## BRANO

++++++++++++++++++++

La sorte del Maradona: Napoli 2026, Capitale dello Sport o del Calcio soltanto?

Cronaca di un’audizione e di un futuro incerto per lo stadio simbolo di Fuorigrotta

Di Peppe Sacco

 

 

 

Napoli – C’è un paradosso che rischia di esplodere proprio nel cuore di Fuorigrotta, mentre la città si prepara a diventare “Capitale dello Sport 2026”. Il progetto del nuovo stadio Diego Armando Maradona, presentato dal Comune di Napoli come una svolta verso la modernità e la sostenibilità, porta con sé un’ombra lunga: quella della possibile eliminazione della pista di atletica e degli spazi polisportivi sottostanti, cuore pulsante di un intero quartiere e casa di migliaia di sportivi. Giovedì 6 novembre, nella Commissione Comunale Sport presieduta dal consigliere Gennaro Esposito, si è tenuta un’audizione molto partecipata. In sala, i presidenti delle associazioni e delle federazioni che da anni operano all’interno dello stadio — un microcosmo che conta oltre 10.000 tra atleti, tecnici e addetti ai lavori, distribuiti in più di 20 discipline diverse.

Un masterplan ambizioso ma divisivo

Il Comune ha illustrato il masterplan del nuovo Maradona, un progetto da 200 milioni di euro finanziati dalla Regione Campania in vista degli Europei di calcio 2032. Il piano prevede il rifacimento dell’anello inferiore, l’ampliamento della capienza e la creazione di nuovi spazi commerciali e museali dedicati a Diego Armando Maradona.
L’assessore ai Lavori pubblici Edgardo Cosenza ha assicurato che lo stadio diventerà una struttura “green e antisismica”, con pannelli solari e sistemi di raccolta dell’acqua piovana.
Ma tra i corridoi e le palestre dello stadio, le parole che risuonano sono altre: preoccupazione, incertezza, timore di essere esclusi.

“Non si può cancellare la storia dell’atletica napoletana”

Tra gli interventi più significativi, quello di Bruno Fabozzi, presidente FIDAL Campania:

“L’incontro è stato di grande importanza perché finalmente abbiamo potuto rappresentare le nostre preoccupazioni. Lo Stadio Maradona non è solo un impianto calcistico, ma un punto di riferimento per tutto il Mezzogiorno nel settore dell’atletica leggera. Se si dovesse procedere alla rimozione della pista, chiediamo che venga realizzato un nuovo impianto dedicato, con pari caratteristiche tecniche e funzionali. Non possiamo interrompere la storia di un movimento sportivo che coinvolge intere generazioni.”

++++++++++++++++++++

## RIGHE FORNITE

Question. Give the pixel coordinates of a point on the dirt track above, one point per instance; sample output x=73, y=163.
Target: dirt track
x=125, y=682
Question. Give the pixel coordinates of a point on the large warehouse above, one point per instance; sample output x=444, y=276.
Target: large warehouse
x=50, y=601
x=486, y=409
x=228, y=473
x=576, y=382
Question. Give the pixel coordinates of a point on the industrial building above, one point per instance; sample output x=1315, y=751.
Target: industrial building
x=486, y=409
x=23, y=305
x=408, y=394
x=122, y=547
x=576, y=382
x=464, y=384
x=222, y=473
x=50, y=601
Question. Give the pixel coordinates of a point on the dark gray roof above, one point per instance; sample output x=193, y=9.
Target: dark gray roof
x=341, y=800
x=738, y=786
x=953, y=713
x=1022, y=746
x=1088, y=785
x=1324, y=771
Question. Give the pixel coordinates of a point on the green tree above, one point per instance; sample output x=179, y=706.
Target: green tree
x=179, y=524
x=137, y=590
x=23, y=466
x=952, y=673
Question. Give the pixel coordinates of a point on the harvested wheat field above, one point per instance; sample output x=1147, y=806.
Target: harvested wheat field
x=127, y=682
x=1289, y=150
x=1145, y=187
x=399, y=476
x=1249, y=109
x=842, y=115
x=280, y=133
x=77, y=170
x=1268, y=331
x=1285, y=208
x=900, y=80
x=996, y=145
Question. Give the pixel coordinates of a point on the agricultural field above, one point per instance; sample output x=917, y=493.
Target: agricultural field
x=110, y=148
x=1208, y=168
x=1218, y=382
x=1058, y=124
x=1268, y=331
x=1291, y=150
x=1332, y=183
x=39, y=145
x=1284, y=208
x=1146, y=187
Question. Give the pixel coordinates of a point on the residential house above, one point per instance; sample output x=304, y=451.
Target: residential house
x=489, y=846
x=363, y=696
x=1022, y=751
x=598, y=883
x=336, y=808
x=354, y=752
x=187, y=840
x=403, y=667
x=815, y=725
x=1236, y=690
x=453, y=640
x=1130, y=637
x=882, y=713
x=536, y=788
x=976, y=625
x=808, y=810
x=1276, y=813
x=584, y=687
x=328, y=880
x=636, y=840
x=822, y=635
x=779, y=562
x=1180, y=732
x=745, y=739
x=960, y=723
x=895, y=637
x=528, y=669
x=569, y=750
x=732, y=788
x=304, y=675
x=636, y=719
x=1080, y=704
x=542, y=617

++++++++++++++++++++

## LAVORO RICHIESTO
Stabilisci se le affermazioni seguenti concordano con il brano sullo stadio Maradona, rispondendo sì o no e citando tra virgolette le parole decisive del brano. (a) Il progetto del nuovo stadio è finanziato dalla Regione Campania. (b) La Commissione Comunale Sport che ha tenuto l'audizione è presieduta da Edgardo Cosenza. (c) Le associazioni attive nello stadio praticano meno di dieci discipline. Per rispondere basati soltanto sul brano, non sulle righe.

## SOLUZIONE ESERCIZIO
(a) Sì: "un progetto da 200 milioni di euro finanziati dalla Regione Campania".
(b) No: "presieduta dal consigliere Gennaro Esposito".
(c) No: "distribuiti in più di 20 discipline diverse".